## What is asked
1 – Quote word for word the portion of the dataframe typing discussion that opens with the words containing "That would be" and closes with "as you mention.".
2 – In the dataframe typing discussion, why does the first writer judge that the cost of more dynamic data frames outweighs their benefit? Answer in one to three sentences.

## START Extract provided

The benefit of the more dynamic behavior would be that you wouldn’t have to set up all your types ahead of time and that we wouldn’t have to give up as much of the dynamic functionality of R and Python data frames. The cost would be that you’d have to keep checking whether a column exists & has the expected type throughout your code.

My instinct is that the cost outweighs the benefit. I like the idea of checking for errors when reading a dataset, then knowing that the rest of my code will not reference a nonexistent column or make bad assumptions about data types.

However, when checking out a new dataset for the first time it is nice to be able to explore it interactively without first having to somehow scan the column headers & types, then write a row type. Maybe we need both the static and dynamic data frame varieties, or maybe we need derivers that generate static row types from serialized data formats like CSV files, feather and so forth.

I haven’t had a chance to look at your library in detail yet, but it looks perfect for generating logs of build status from the OCaml Build Infrastructure

1 Like

That would be sweet! @n4323 raised an issue that can and should be addressed, I’ll hopefully get to it this weekend & update the readme, then it would be great to get your feedback. I’d also be very interested in hearing your thoughts on the right way(s) to represent dataframes in OCaml.

i guess what’s best depends on the use case. if you have millions of records in a huge dataframe, which is a given dataset you’re working with, i can see that static typing could be the fastest solution. my use cases were multiple transient small dataframes of various shapes used simultaneously e.g. to plot data. code generation with a ppx might be able to do both, as you mention.

i think ocaml needs good dataframe support in general – again, the static vs dynamic typing issue will come up. for general ideas on dataframes, maybe owl is another place to look, i think @ryanrhymes is considering adding dataset support.

1 Like

I indeed planned introducing dataframe to Owl in July. Then I basically encountered most of the issues you have discussed here, more challenging than I expected. Later the work on Owl’s core and Zoo system distracted me from this, also I need more time in thinking about the various trade-offs in implementation. But it’s really great to see the discussion started :slight_smile:

i think this question could require careful design considerations. my pandas experience is that it’s powerful but its complex and sometimes cryptic API feels like learning a whole new language. basically whenever i need to do anything in pandas i google on stackoverflow because it’s quite hard to deduce the right way to do it or to even parse the huge documentation.

pandas dataframes are very flexible: e.g. they can be transposed, so that columns and rows interchange their meaning. they also allow hierarchical row and column indexing, and have functions for flattening these indices etc – a lot of operations change the structure of the table. all of this seems incompatible with static row types?

## END Extract provided
## START Excerpted data

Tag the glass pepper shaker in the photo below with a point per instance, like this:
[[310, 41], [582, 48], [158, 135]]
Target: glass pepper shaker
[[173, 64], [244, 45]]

## END Excerpted data
## START Excerpted data

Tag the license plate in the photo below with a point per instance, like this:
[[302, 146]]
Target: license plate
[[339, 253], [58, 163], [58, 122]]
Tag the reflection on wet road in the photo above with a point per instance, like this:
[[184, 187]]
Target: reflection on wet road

## END Excerpted data

## Task-by-task outputs
1 –
That would be sweet! @n4323 raised an issue that can and should be addressed, I’ll hopefully get to it this weekend & update the readme, then it would be great to get your feedback. I’d also be very interested in hearing your thoughts on the right way(s) to represent dataframes in OCaml.

i guess what’s best depends on the use case. if you have millions of records in a huge dataframe, which is a given dataset you’re working with, i can see that static typing could be the fastest solution. my use cases were multiple transient small dataframes of various shapes used simultaneously e.g. to plot data. code generation with a ppx might be able to do both, as you mention.

2 – The writer prefers to check for errors once, when reading a dataset, and then know that the rest of the code will not reference a nonexistent column or make bad assumptions about data types. The dynamic approach would instead require checking throughout the code whether a column exists and has the expected type.